Document section section start

Access, Birth of Child (As stated elsewhere more fully under Birth and Legitimacy).—A child who could have been born within a legal time after access is presumed to be the child of the husband; but if without such time, is illegitimate and is proof positive of adultery and a cause for divorce.

Unchastity. Concealed antenuptial unchastity, unless pregnancy result and exist at marriage, is almost without exception insufficient cause for annulment. The rule here on public grounds is, caveat emptor. Having been, unknown to husband, a prostitute before marriage is a ground, however, in some jurisdictions, as in Virginia and West Virginia.

Access. In general this equals cohabitation in contemplation of law. To all intents and purposes they are synonyms. This is particularly important in questions of condonation. The presumption is but slightly stronger in a case where spouses stay all night in a room where there is but one bed, than in such a well-contrasted case where they are merely alone for a few minutes in the same room by day, or have privacy for a short time in a separate domicile (private house or apartment), using a suite of rooms and servants being in such domicile.

Document section section end
Given information section start

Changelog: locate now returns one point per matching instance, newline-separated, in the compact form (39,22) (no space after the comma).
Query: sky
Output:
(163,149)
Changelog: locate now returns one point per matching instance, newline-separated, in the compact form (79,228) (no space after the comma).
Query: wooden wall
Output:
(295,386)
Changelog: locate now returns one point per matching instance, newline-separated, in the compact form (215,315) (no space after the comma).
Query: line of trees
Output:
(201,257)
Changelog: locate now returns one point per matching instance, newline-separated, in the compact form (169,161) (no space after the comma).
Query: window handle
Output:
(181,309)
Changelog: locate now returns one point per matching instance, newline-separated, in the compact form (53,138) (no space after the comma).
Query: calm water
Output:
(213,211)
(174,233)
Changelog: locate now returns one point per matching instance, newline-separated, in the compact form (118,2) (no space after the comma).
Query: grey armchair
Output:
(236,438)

Given information section end
Given information section start

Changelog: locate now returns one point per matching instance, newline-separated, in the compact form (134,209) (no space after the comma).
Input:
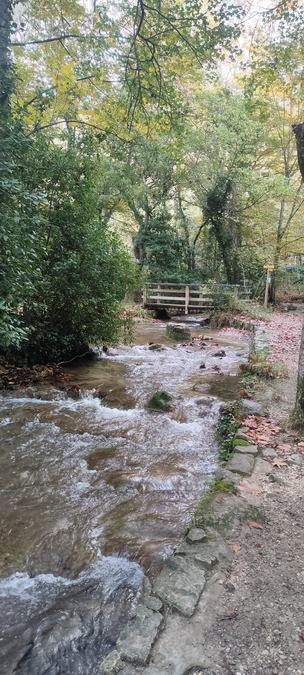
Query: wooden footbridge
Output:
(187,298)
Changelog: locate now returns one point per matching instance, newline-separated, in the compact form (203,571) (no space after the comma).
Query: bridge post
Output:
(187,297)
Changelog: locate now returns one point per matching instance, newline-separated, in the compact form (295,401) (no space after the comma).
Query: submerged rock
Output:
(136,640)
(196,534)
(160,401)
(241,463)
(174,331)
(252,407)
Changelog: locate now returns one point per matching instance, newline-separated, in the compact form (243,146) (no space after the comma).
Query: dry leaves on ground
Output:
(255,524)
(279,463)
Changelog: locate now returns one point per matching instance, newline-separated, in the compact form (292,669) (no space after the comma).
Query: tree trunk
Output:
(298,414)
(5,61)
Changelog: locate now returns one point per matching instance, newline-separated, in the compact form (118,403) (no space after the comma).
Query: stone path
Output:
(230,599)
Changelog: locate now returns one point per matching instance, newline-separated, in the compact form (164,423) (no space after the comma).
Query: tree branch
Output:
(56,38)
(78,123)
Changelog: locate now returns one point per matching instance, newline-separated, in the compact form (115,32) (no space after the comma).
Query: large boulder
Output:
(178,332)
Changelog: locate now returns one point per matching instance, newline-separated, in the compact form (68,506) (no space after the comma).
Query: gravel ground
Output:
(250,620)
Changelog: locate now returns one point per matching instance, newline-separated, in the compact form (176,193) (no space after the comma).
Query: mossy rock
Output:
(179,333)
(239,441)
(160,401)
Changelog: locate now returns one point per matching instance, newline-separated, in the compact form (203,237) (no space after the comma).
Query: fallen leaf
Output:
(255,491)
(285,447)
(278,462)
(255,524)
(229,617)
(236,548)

Given information section end

# What is required
Continue the legal passage on access and unchastity in marriage from its last sentence.

# Response for this exercise
Miscegenation.-Before leaving the topic of marriage and divorce, the subject of miscegenation should not be omitted. In several of the states, as already stated, marriages between white persons and negroes or Indians are strictly forbidden under penalty, the marriage being void or voidable according to the jurisdiction. The ground for this legislation is the public health. It is based upon physiologic facts and theories, and the general belief that the natural law of selection, " each after its own kind," applies to races of men as it does to animals. Hybrid or cross breeds are regarded as inferior to the pure blood of either race. A famous southern Methodist bishop (colored), however, shows, by appeal to facts and figures, that the African race on this continent is becoming rapidly absorbed by and into the Caucasian or white race by irregular unions without any appreciable deterioration. From this it appears that the apprehension of demoralization, etc., is not well founded so far as miscegenation between negroes and whites is concerned. Still, where such prohibition is in vogue, there should be a severe penalty for those persons who deliberately and illegally form a union to bring into the world children whom they know can never become legitimate. The innocent little sufferers of such marriages are chiefly to be considered, and the law aims at prevention by inflicting heavy penalties; while by merely declaring the marriage void, the greatest punishment falls directly upon the children, and not upon the parties themselves.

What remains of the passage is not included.